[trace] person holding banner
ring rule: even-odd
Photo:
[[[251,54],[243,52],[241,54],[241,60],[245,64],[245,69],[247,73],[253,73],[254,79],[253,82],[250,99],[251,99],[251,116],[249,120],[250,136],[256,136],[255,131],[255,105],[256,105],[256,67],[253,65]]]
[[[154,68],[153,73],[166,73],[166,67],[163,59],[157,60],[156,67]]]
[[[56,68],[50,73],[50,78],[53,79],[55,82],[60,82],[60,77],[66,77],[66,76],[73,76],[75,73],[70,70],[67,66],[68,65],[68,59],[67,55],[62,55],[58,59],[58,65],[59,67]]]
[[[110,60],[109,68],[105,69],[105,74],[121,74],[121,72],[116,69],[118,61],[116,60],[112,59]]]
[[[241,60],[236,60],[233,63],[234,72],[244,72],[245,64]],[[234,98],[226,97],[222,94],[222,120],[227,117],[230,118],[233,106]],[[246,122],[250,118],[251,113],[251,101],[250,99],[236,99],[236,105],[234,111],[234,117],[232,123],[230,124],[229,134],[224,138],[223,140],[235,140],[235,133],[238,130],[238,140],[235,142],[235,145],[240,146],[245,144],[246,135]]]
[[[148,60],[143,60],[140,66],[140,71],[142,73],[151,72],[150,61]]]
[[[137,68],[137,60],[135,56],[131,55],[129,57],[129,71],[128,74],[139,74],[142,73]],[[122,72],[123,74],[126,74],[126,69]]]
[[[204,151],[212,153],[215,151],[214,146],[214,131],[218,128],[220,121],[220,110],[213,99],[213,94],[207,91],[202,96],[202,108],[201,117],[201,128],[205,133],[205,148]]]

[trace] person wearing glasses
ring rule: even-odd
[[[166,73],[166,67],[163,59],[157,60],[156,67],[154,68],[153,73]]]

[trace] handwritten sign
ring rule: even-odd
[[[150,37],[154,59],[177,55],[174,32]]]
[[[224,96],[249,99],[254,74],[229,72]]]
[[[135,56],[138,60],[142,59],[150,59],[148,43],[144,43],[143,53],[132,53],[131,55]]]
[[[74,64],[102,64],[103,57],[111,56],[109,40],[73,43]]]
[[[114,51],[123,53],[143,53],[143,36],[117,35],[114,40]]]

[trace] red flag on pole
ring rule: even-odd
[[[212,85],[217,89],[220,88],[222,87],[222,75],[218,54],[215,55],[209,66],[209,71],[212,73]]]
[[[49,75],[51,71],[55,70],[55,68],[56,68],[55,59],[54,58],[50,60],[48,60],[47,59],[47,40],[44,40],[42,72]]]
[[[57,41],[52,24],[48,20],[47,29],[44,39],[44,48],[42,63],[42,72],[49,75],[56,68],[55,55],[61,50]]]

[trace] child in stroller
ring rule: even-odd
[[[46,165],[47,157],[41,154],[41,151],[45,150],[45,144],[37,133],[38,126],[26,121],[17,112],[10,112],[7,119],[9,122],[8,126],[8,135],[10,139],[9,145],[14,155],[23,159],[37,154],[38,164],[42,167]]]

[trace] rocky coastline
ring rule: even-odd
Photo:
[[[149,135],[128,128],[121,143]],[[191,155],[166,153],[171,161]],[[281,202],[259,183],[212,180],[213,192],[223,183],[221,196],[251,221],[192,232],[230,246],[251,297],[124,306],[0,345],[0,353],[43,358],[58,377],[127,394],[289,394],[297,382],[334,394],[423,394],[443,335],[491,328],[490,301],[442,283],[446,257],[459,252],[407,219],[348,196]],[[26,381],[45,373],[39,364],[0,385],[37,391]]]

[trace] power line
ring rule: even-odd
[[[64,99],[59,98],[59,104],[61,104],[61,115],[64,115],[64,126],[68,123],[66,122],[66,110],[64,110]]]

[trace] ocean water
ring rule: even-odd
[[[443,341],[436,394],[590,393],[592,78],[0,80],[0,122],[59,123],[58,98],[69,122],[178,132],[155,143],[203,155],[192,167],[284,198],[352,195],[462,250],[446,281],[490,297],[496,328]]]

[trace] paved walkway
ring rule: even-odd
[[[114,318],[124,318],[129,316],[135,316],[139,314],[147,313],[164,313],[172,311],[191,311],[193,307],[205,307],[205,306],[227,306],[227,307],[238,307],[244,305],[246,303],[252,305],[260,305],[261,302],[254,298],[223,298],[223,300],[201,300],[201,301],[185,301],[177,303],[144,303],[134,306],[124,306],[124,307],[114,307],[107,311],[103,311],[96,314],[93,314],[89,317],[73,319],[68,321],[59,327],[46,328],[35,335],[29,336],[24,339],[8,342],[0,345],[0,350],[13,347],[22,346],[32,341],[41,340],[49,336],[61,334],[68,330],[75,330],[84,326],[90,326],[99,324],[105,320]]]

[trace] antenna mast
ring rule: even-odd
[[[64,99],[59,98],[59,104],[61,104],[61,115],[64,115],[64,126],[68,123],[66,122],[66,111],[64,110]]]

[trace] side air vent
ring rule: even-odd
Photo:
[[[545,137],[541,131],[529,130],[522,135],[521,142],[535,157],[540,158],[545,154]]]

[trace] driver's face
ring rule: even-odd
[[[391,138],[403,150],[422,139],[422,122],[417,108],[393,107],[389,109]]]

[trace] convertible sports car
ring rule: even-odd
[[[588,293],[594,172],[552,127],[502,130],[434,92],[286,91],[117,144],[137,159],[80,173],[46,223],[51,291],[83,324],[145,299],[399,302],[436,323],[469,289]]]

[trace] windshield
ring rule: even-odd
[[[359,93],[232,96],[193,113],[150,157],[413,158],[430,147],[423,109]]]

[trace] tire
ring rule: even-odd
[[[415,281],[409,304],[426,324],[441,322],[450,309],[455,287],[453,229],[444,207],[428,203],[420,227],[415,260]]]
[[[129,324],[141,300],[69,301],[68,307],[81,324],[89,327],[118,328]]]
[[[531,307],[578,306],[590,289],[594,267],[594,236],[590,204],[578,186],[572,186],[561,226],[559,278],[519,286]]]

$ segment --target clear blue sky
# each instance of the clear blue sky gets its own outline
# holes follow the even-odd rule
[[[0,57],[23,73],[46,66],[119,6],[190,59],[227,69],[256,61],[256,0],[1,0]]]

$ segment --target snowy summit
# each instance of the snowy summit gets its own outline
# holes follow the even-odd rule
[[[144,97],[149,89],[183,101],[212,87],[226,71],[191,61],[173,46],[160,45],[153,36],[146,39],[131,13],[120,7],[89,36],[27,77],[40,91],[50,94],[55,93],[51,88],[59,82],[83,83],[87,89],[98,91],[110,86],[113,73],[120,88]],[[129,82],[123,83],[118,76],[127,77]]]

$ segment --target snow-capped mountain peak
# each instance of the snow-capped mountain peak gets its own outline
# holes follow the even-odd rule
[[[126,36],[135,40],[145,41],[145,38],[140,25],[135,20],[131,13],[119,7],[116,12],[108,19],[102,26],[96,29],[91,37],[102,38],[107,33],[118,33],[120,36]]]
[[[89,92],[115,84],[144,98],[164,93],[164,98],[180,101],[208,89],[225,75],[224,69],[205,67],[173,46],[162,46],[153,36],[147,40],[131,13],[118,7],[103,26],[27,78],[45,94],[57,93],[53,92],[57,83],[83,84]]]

****************

=== Given instruction ===
Reproduce the entire listing above, line for line and without alteration.

=== Output ===
[trace] person holding banner
ring rule: even-odd
Photo:
[[[251,54],[243,52],[241,54],[241,60],[245,64],[245,69],[247,73],[253,73],[254,79],[253,82],[250,99],[251,99],[251,116],[249,120],[250,136],[256,136],[255,131],[255,105],[256,105],[256,67],[253,65]]]
[[[154,68],[153,73],[166,73],[166,67],[163,59],[157,60],[156,67]]]
[[[56,68],[50,73],[50,78],[53,79],[55,82],[60,82],[60,77],[66,77],[66,76],[73,76],[75,73],[70,70],[67,66],[68,65],[68,59],[67,55],[62,55],[58,59],[58,65],[59,67]]]
[[[110,60],[109,68],[105,69],[105,74],[121,74],[121,72],[116,69],[118,61],[116,60],[112,59]]]
[[[241,60],[236,60],[233,63],[234,72],[244,72],[245,64]],[[234,98],[226,97],[222,94],[222,120],[227,117],[230,118],[233,106]],[[246,122],[250,118],[251,113],[251,101],[250,99],[236,99],[236,105],[234,111],[234,117],[232,123],[230,124],[229,134],[224,138],[223,140],[235,140],[235,133],[238,130],[238,140],[235,142],[235,145],[240,146],[245,144],[246,135]]]
[[[148,60],[143,60],[140,66],[140,71],[142,73],[151,72],[150,61]]]
[[[137,68],[137,60],[135,56],[131,55],[129,57],[129,71],[128,74],[139,74],[142,73]],[[122,72],[123,74],[126,74],[126,69]]]
[[[204,151],[212,153],[215,151],[214,146],[214,131],[218,128],[220,121],[220,110],[213,99],[213,94],[207,91],[202,96],[202,108],[201,117],[201,128],[205,133],[205,148]]]

[trace] person wearing glasses
ring rule: even-odd
[[[166,73],[166,67],[163,59],[157,60],[156,67],[154,68],[153,73]]]

[trace] handwritten sign
ring rule: even-odd
[[[150,37],[154,59],[177,55],[174,32]]]
[[[224,96],[249,99],[254,74],[229,72]]]
[[[135,56],[138,60],[142,59],[150,59],[148,43],[144,43],[143,53],[132,53],[131,55]]]
[[[74,64],[102,64],[103,57],[111,56],[109,40],[73,43]]]
[[[114,51],[123,53],[143,53],[143,36],[117,35],[114,40]]]

[trace] red flag on pole
ring rule: even-odd
[[[212,85],[217,89],[220,88],[222,87],[222,75],[218,54],[215,55],[209,66],[209,71],[212,73]]]
[[[49,75],[51,71],[55,70],[55,68],[56,68],[55,59],[54,58],[50,60],[48,60],[47,59],[47,40],[44,40],[42,72]]]
[[[57,41],[52,24],[48,20],[47,29],[44,39],[44,48],[42,63],[42,72],[49,75],[56,68],[55,55],[61,50]]]

[trace] child in stroller
ring rule: even-odd
[[[46,165],[47,157],[41,154],[41,151],[45,150],[45,144],[37,133],[38,126],[26,121],[17,112],[10,112],[7,119],[9,122],[8,126],[8,135],[10,139],[9,145],[14,155],[23,159],[37,154],[38,164],[42,167]]]

[trace] rocky coastline
ring rule: even-odd
Photo:
[[[149,135],[128,128],[121,143]],[[191,155],[166,153],[171,161]],[[281,202],[259,183],[212,180],[213,192],[223,183],[221,196],[251,221],[192,232],[230,246],[251,297],[124,306],[0,345],[0,353],[43,358],[58,377],[127,394],[289,394],[297,382],[334,394],[423,394],[443,335],[491,328],[490,301],[442,283],[446,257],[459,252],[407,219],[348,196]],[[26,381],[45,373],[39,364],[0,385],[37,391]]]

[trace] power line
ring rule: even-odd
[[[64,99],[59,98],[59,104],[61,104],[61,115],[64,115],[64,126],[68,123],[66,122],[66,110],[64,110]]]

[trace] ocean water
ring rule: even-odd
[[[443,341],[436,394],[590,393],[592,78],[0,80],[0,122],[59,123],[58,98],[69,122],[178,132],[155,143],[203,155],[192,167],[284,198],[352,195],[462,250],[446,281],[490,297],[496,328]]]

[trace] paved walkway
ring rule: even-odd
[[[114,318],[124,318],[129,316],[135,316],[139,314],[147,313],[164,313],[172,311],[191,311],[193,307],[205,307],[205,306],[227,306],[227,307],[238,307],[244,305],[246,303],[252,305],[260,305],[261,302],[254,298],[223,298],[223,300],[201,300],[201,301],[185,301],[177,303],[144,303],[134,306],[124,306],[124,307],[114,307],[107,311],[103,311],[96,314],[93,314],[89,317],[73,319],[68,321],[59,327],[46,328],[35,335],[29,336],[24,339],[8,342],[0,345],[0,350],[13,347],[22,346],[32,341],[41,340],[49,336],[61,334],[68,330],[75,330],[84,326],[90,326],[99,324],[105,320]]]

[trace] antenna mast
ring rule: even-odd
[[[64,99],[59,98],[59,104],[61,104],[61,115],[64,115],[64,126],[68,123],[66,122],[66,111],[64,110]]]

[trace] side air vent
ring rule: even-odd
Photo:
[[[545,137],[541,131],[529,130],[522,135],[521,142],[535,157],[540,158],[545,154]]]

[trace] driver's face
ring rule: even-odd
[[[391,138],[403,150],[422,139],[422,122],[417,108],[393,107],[389,109]]]

[trace] convertible sports car
ring rule: even-odd
[[[588,293],[594,172],[552,127],[502,130],[434,92],[286,91],[117,144],[137,159],[80,173],[46,223],[51,291],[83,324],[145,299],[399,302],[436,323],[469,289]]]

[trace] windshield
ring rule: even-odd
[[[359,93],[232,96],[193,113],[150,157],[413,158],[430,147],[423,109]]]

[trace] tire
ring rule: even-odd
[[[415,281],[409,304],[426,324],[441,322],[450,309],[455,287],[453,229],[444,207],[428,203],[420,227],[415,260]]]
[[[129,324],[141,300],[69,301],[68,307],[81,324],[89,327],[118,328]]]
[[[531,307],[578,306],[590,289],[594,267],[594,236],[590,204],[578,186],[572,186],[561,226],[559,278],[519,286]]]

$ segment --target clear blue sky
# each instance of the clear blue sky gets its own outline
# holes follow the even-odd rule
[[[0,57],[23,73],[46,66],[119,6],[190,59],[227,69],[256,61],[256,0],[1,0]]]

$ segment --target snowy summit
# each instance of the snowy summit gets its own outline
# holes follow the even-odd rule
[[[144,97],[149,89],[183,101],[212,87],[226,71],[191,61],[173,46],[160,45],[153,36],[146,39],[131,13],[120,7],[89,36],[27,77],[40,91],[50,94],[55,93],[51,88],[59,82],[83,83],[87,89],[98,91],[110,86],[113,73],[120,88]],[[129,82],[123,83],[118,76],[127,77]]]

$ segment --target snow-capped mountain peak
# each instance of the snow-capped mountain peak gets its own outline
# holes follow the even-odd rule
[[[126,36],[135,40],[145,41],[145,38],[140,25],[135,20],[131,13],[119,7],[116,12],[108,19],[102,26],[96,29],[91,37],[102,38],[107,33],[118,33],[120,36]]]
[[[89,92],[115,84],[144,98],[164,93],[164,98],[180,101],[208,89],[225,75],[224,69],[205,67],[173,46],[162,46],[153,36],[147,40],[131,13],[118,7],[103,26],[27,78],[45,94],[57,93],[53,92],[57,83],[83,84]]]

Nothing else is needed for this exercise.